Why are we doing this and how can we reduce this unconscious behavior?

The study shows that we all touch our faces with fascinating frequency, BBC reports. A 2015 observational study in Australia found that even medical students who should know better could not resist touching their faces.

Perhaps medical students should be more aware of the dangers than others, but they still reached for their faces no less than 23 times per hour, which included frequent contact with the mouth, nose, and eyes.

Official public health bodies and professionals, including the World Health Organization (WHO), say this “tapping festival” is very dangerous.

While most species touch their faces as a cleaning routine or as a way to ward off a variety of annoying pests, we and some primates do the same for various other reasons, experts say.

Sometimes it acts as a calming mechanism, according to Dacher Keltner, professor of psychology at the University of California, Berkeley, USA. Also, we use facial tapping unconsciously to flirt or “to act like the curtains on a stage, closing up one act of the social drama, ushering in the next”, says Keltner.

Other behavioral science experts have found that touching ourselves is a way to help control emotions and widen our attention span.

According to Martin Grunwald, a psychologist at the University of Leipzig, Germany, self-touching in this way is a “fundamental behavior of our species”.

“Self-touches are self-regulatory movements which are not usually designed to communicate and are frequently accomplished with little or no awareness,” he told BBC. “They play a key role in all cognitive and emotional processes. They occur in all people,” Greenwald said.

It seems that touching the face is deeply rooted in our subconsciousness but the problem with touching ourselves is that our eyes, nose, and mouth are the door to every kind of “nastiness” that can enter our body.

In 2012, a team of U.S. and Brazilian researchers found that a sample of randomly selected people touched surfaces in public space more than three times every hour.

They also reached for their mouth and nose “about 3.6 times an hour.” This is much less than the 23-hour rate for Australian medical students, perhaps because they were being observed while sitting in class, instead of outside where there was much more that could distract them.

For some healthcare professionals, this tendency to touch oneself is a stronger motivation for using face masks as a means of protection against the virus than just wearing them as a filter.

“Wearing a mask can reduce the propensity for people to touch their faces, which is a major source of infection without proper hand hygiene,” says Stephen Griffin a virologist at the University of Leeds, UK, BBC reports.

Material provided
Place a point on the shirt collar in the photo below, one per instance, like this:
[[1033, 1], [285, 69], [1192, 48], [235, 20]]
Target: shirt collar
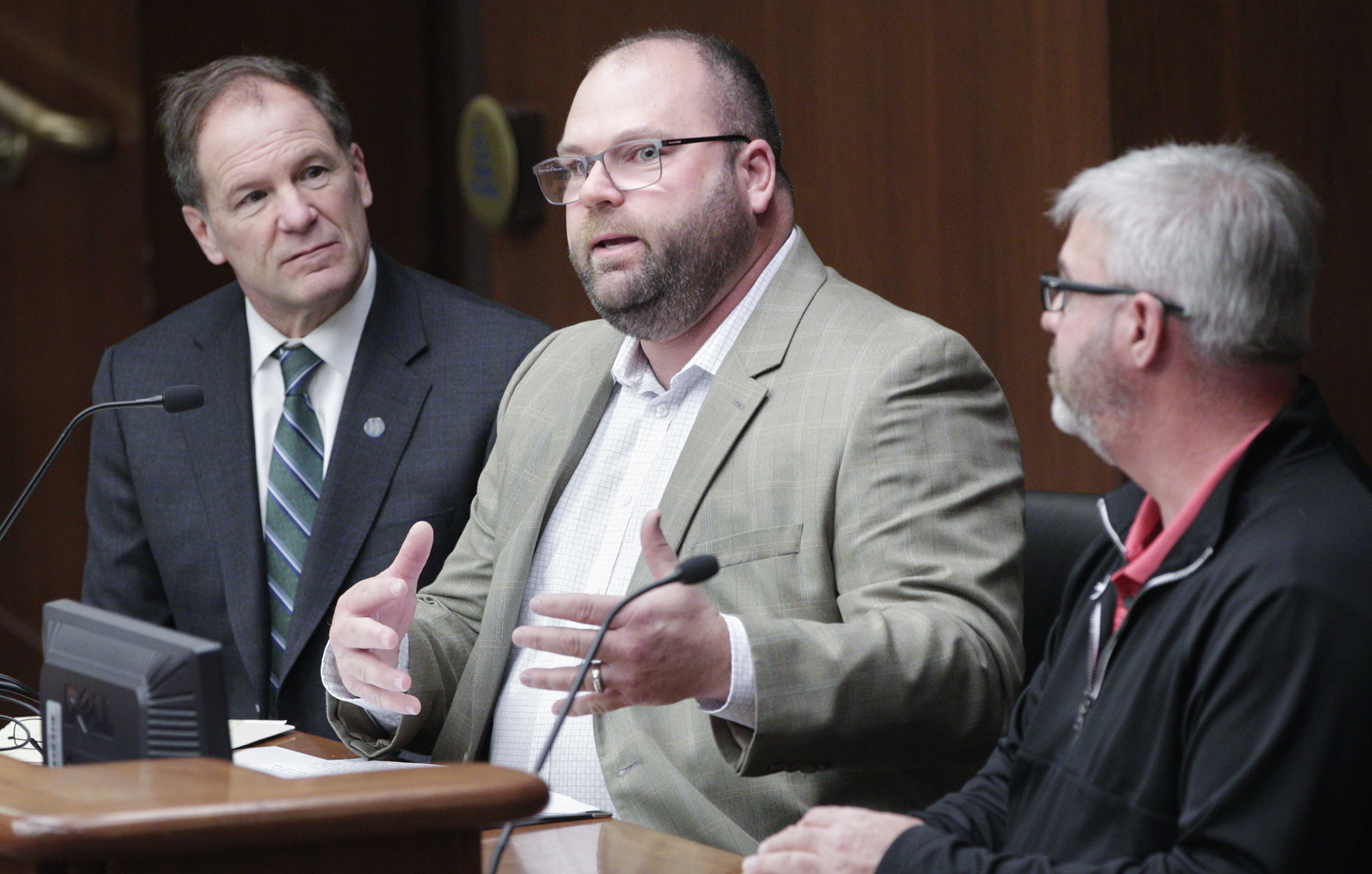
[[334, 341], [633, 371], [1147, 544]]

What to do
Answer these questions from the text on face touching:
(a) In what year and country was the observational study of medical students done?
(b) At which university does Martin Grunwald work?
(c) In the 2012 study, how often did people reach for their mouth and nose?

Response box
(a) 2015, in Australia.
(b) The University of Leipzig, Germany.
(c) About 3.6 times an hour.